### WHAT YOU SHOULD DO
Write out each entry, exactly the way it appears.

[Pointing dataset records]
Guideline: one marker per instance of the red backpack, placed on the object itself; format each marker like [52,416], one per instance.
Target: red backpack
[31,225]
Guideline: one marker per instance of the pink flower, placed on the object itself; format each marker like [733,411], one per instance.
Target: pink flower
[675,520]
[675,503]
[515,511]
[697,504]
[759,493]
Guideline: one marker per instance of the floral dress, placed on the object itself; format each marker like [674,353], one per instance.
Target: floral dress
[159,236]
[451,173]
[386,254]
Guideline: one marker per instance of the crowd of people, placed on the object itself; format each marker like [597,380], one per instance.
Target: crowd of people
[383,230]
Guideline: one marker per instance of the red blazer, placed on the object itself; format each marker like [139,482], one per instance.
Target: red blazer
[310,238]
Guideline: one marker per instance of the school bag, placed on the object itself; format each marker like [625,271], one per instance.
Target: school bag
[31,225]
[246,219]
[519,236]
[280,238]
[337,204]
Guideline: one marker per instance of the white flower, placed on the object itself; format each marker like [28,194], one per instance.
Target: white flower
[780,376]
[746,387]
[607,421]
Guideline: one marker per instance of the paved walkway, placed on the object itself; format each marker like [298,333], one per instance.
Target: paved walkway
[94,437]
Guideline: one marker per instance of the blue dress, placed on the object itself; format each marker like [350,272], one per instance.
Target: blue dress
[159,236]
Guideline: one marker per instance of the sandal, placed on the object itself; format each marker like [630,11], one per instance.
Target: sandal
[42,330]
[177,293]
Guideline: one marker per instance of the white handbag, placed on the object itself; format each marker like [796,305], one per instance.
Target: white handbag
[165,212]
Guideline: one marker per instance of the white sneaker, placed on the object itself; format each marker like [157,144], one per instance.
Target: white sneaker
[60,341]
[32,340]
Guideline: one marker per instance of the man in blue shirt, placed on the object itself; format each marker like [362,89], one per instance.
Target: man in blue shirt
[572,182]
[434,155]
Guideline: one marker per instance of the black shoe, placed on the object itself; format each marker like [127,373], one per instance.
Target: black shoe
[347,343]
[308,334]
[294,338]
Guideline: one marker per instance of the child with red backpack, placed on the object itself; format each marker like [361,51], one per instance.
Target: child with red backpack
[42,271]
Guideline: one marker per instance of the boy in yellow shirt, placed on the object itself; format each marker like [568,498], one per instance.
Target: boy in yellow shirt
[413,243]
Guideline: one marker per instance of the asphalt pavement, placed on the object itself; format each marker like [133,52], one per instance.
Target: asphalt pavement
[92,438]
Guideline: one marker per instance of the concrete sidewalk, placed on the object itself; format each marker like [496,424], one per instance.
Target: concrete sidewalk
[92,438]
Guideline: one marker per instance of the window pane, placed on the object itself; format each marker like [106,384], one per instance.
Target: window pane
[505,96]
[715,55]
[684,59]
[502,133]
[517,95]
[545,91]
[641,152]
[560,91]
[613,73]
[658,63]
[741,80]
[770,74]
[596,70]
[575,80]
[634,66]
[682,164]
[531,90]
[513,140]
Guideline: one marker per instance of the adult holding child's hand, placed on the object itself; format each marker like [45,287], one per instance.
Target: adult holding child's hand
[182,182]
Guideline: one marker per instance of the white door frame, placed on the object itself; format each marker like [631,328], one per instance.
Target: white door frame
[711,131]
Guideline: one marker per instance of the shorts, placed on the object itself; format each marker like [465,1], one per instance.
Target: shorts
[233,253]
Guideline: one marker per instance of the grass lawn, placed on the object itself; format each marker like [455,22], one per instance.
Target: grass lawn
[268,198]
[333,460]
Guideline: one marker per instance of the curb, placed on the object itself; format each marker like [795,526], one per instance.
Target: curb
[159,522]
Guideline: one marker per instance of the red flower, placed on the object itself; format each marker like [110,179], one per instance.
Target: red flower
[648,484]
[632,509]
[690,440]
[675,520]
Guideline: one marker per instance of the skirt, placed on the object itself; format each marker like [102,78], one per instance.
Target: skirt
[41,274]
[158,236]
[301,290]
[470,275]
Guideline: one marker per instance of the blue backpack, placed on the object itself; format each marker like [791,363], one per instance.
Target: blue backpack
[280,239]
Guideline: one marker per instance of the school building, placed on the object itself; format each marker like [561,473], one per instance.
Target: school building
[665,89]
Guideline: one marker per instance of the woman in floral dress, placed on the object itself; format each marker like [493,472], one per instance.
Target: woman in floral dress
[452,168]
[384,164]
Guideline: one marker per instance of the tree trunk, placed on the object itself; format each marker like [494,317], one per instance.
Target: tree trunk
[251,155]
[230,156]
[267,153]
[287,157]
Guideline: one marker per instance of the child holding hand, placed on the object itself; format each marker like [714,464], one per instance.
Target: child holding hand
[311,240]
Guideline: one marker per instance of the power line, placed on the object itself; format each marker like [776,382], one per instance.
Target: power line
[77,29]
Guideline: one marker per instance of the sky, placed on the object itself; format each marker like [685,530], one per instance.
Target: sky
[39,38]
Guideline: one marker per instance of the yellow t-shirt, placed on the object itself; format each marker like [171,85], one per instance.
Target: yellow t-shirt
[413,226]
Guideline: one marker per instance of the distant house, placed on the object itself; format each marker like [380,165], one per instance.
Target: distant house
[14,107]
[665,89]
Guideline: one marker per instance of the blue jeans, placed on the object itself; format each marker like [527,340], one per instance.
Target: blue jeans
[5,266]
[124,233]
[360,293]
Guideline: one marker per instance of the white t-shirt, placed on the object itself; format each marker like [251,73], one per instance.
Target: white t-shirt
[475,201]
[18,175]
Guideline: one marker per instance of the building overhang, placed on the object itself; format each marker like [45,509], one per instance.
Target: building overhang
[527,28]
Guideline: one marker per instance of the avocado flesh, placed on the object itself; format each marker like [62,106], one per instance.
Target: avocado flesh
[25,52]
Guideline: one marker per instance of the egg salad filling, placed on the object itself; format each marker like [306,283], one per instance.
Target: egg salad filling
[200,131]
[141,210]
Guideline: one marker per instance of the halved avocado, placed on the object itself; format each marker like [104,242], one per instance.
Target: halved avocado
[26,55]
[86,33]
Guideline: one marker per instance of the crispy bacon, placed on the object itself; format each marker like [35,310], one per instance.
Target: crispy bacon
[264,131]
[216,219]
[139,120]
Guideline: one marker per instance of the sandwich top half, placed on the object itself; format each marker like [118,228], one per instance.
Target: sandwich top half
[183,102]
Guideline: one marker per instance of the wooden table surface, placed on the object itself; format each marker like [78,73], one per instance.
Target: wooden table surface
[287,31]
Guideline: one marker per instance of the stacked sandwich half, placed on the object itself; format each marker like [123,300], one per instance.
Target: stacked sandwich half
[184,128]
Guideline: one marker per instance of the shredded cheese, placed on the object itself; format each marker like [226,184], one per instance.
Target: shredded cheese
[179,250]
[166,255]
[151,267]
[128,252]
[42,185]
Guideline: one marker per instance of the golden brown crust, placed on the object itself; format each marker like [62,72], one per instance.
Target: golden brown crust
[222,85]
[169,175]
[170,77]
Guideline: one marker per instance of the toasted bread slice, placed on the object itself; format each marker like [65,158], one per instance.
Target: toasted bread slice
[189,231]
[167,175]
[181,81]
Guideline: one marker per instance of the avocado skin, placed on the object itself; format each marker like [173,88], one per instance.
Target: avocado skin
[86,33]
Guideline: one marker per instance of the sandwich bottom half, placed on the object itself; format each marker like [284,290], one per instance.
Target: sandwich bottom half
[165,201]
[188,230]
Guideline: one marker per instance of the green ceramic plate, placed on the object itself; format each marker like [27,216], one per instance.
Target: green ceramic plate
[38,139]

### EXPECTED OUTPUT
Guideline: one marker per instance of the red backpack, placed on the object itself; format each marker like [52,416], one per instance.
Target: red backpack
[31,225]
Guideline: one marker per instance of the pink flower, placed on the object itself; format each marker like [733,411], one per instance.
Target: pink flower
[675,520]
[675,503]
[515,511]
[697,504]
[759,493]
Guideline: one marker per instance of the floral dress, placed on the object itself; format each marker like [674,353], one per instance.
Target: floral dress
[159,236]
[451,173]
[386,254]
Guideline: one marker per instance of the crowd of people, placed on the object itself; format each marker like [597,380], one per instance.
Target: crowd of people
[383,230]
Guideline: one marker per instance of the red blazer, placed on the object itself; format each marker like [139,482], one per instance.
Target: red blazer
[310,238]
Guideline: one marker per instance of the school bag, placed on the object itself; format each marker like [625,271], one per instance.
Target: school bag
[31,225]
[246,219]
[519,236]
[280,238]
[337,204]
Guideline: one marker per instance of the white flower, placed on the object itself; format each marker like [28,194], one per instance.
Target: white flower
[780,376]
[746,387]
[607,421]
Guideline: one marker per instance of the paved walkway, placed on the object itself; format each marker like [298,333], one per instance.
Target: paved walkway
[94,437]
Guideline: one marker per instance of the blue dress, placed on the object itself; format each marker like [350,272], one per instance.
Target: blue dress
[159,236]
Guideline: one marker per instance of the sandal, placed on the object itself; format each marker like [630,11], one per instance.
Target: sandal
[42,330]
[177,293]
Guideline: one marker per instance of the white handbag, placed on the object itself; format each marker like [796,305], one per instance.
Target: white handbag
[165,212]
Guideline: one marker per instance of the white sneaker, placed on the object itself; format each marker like [157,144], one per instance.
Target: white sneaker
[60,341]
[32,340]
Guideline: one marker per instance of the man in blue shirt, placed on the object itself; format each marker like [362,89], one per instance.
Target: man in blue shirt
[572,182]
[434,155]
Guideline: one marker per instance of the black shoe, placed on the object itself; format each marker like [127,373], one per instance.
Target: black shoe
[347,343]
[308,334]
[294,338]
Guideline: one marker per instance of the child with red backpack, placed on the object itself; format each marker like [361,51], one per instance.
Target: child with red backpack
[42,271]
Guideline: one marker per instance of the boy in yellow shirt, placed on the object itself; format each marker like [568,498], one per instance.
Target: boy in yellow shirt
[413,243]
Guideline: one marker per instance of the asphalt pavement, placed on the object itself; format each marker like [133,52], one per instance.
Target: asphalt pavement
[92,438]
Guideline: one marker per instance of the concrete sidewalk, placed on the object itself; format each marker like [496,424], one per instance.
Target: concrete sidewalk
[92,438]
Guideline: one marker per instance of the window pane, placed on the object itself; format each marker like [106,384], one per instance.
Target: window pane
[505,96]
[715,55]
[684,59]
[502,133]
[517,95]
[545,91]
[641,152]
[560,91]
[613,73]
[658,63]
[741,80]
[770,74]
[596,70]
[575,80]
[634,66]
[682,164]
[531,90]
[513,140]
Guideline: one marker per instance of the adult holding child's hand, placed on the object itself; format each marker like [45,287], one per instance.
Target: adult holding child's hand
[182,182]
Guideline: one marker per instance of the white door frame, placed on the object itself; format each marker like [631,328], one per instance.
Target: white door frame
[711,131]
Guideline: one marker per instance of the shorts, placed on the object itself; format each marker like [465,1], one per instance.
Target: shorts
[233,253]
Guideline: one marker per instance of the grass lawn, placed on the object itself; format each marker like [455,22], one per instance.
Target: grass lawn
[268,198]
[333,460]
Guideline: one marker per instance of the curb, placed on the object itself; format each marker like [795,526], one per instance.
Target: curb
[159,522]
Guideline: one marker per instance of the red flower, placed on the object itself; format each marker like [110,179], one per instance.
Target: red flower
[648,484]
[632,509]
[690,440]
[675,520]
Guideline: one marker per instance of the skirt, placed on the object itself; format each marker like [102,78], one per instance.
Target: skirt
[41,274]
[158,236]
[301,290]
[470,275]
Guideline: one marker per instance of the blue backpack, placed on the object itself; format each marker like [791,363], one per instance.
Target: blue backpack
[280,239]
Guideline: one marker per instance of the school building, placed on the object itself; format each marker like [561,473], one per instance.
Target: school building
[665,89]
Guideline: one marker per instance of the woman in floral dress, placed on the object itself; format each marker like [493,472], one per instance.
Target: woman in floral dress
[452,168]
[384,164]
Guideline: one marker per instance of the tree trunk, placed on the object itself; format each marker like [494,317], one per instance.
Target: tree trunk
[251,155]
[230,156]
[267,153]
[287,157]
Guideline: one marker per instance of the child holding hand, placed on the object itself; format each marker like [714,464], one per instance.
Target: child holding hand
[311,240]
Guideline: one marker per instance of the power line, placed on the object itself; format each marker like [776,382], one per instance.
Target: power line
[77,29]
Guideline: one marker per instance of the sky, placed on the object itself; format each marker like [685,530], one per instance.
Target: sky
[39,38]
Guideline: one marker per instance of the yellow t-shirt, placed on the object itself; format each marker like [171,85], one per instance.
Target: yellow t-shirt
[413,226]
Guideline: one marker per instance of the distant house, placed on the object itself; format each marker like [380,165], one per instance.
Target: distant house
[14,107]
[665,89]
Guideline: one marker per instance of the blue jeans, placed on the object itself; format each marker like [527,340], one per instance.
Target: blue jeans
[5,266]
[124,233]
[360,293]
Guideline: one marker per instance of the white t-shirt, placed on the object itself; format each marker like [251,73], one per instance.
Target: white t-shirt
[475,201]
[18,175]
Guideline: one marker per instance of the building overhang, placed on the object itself; format each marker like [45,509], one per instance.
Target: building overhang
[527,28]
Guideline: one marker per instance of the avocado flesh, placed on the object itself; format each marker like [62,106], one per instance.
Target: avocado flesh
[25,52]
Guideline: one marker per instance of the egg salad filling, placed on the object itself; format each marker like [306,283], one per instance.
Target: egg salad filling
[200,131]
[141,210]
Guideline: one marker per instance of the halved avocado, placed on the object itself; format each marker like [104,242], one per instance.
Target: halved avocado
[26,55]
[86,33]
Guideline: one marker per instance of the crispy bacon, placed on the object itself; format each marker like [35,310], one per instance.
Target: crispy bacon
[264,131]
[216,219]
[139,120]
Guideline: one marker per instance of the sandwich top half, placed on the object itself; format each marker like [118,228], one per instance.
Target: sandwich top half
[183,102]
Guideline: one marker per instance of the wooden table surface, placed on the object itself; format each marker like [78,73], one per instance.
Target: wooden table surface
[287,31]
Guideline: one marker per instance of the stacked sandwich half, placed on the object itself; format each marker like [123,300], one per instance.
Target: stacked sandwich half
[184,128]
Guideline: one marker per instance of the shredded cheese, placed on the object itself; format each marker like [226,184], one per instance.
Target: shredded cheese
[179,250]
[166,255]
[151,267]
[128,252]
[42,185]
Guideline: one marker per instance of the golden brown crust, placed on the object itself; format each marker like [62,72], one per instance.
Target: golden brown crust
[222,85]
[169,175]
[170,77]
Guideline: one marker per instance of the toasted bread slice, placed on the object itself; format each marker like [65,158], one per instance.
Target: toasted bread slice
[189,231]
[167,175]
[181,81]
Guideline: one marker per instance of the avocado skin, placed on the object itself; format each marker like [173,88], one per instance.
Target: avocado skin
[86,33]
Guideline: one marker per instance of the sandwich bottom half, placed on the object itself; format each marker like [284,290], one per instance.
Target: sandwich bottom half
[165,201]
[188,230]
Guideline: one marker per instance of the green ceramic plate, placed on the object itself; format each marker like [27,216], one per instance.
Target: green ceramic plate
[38,139]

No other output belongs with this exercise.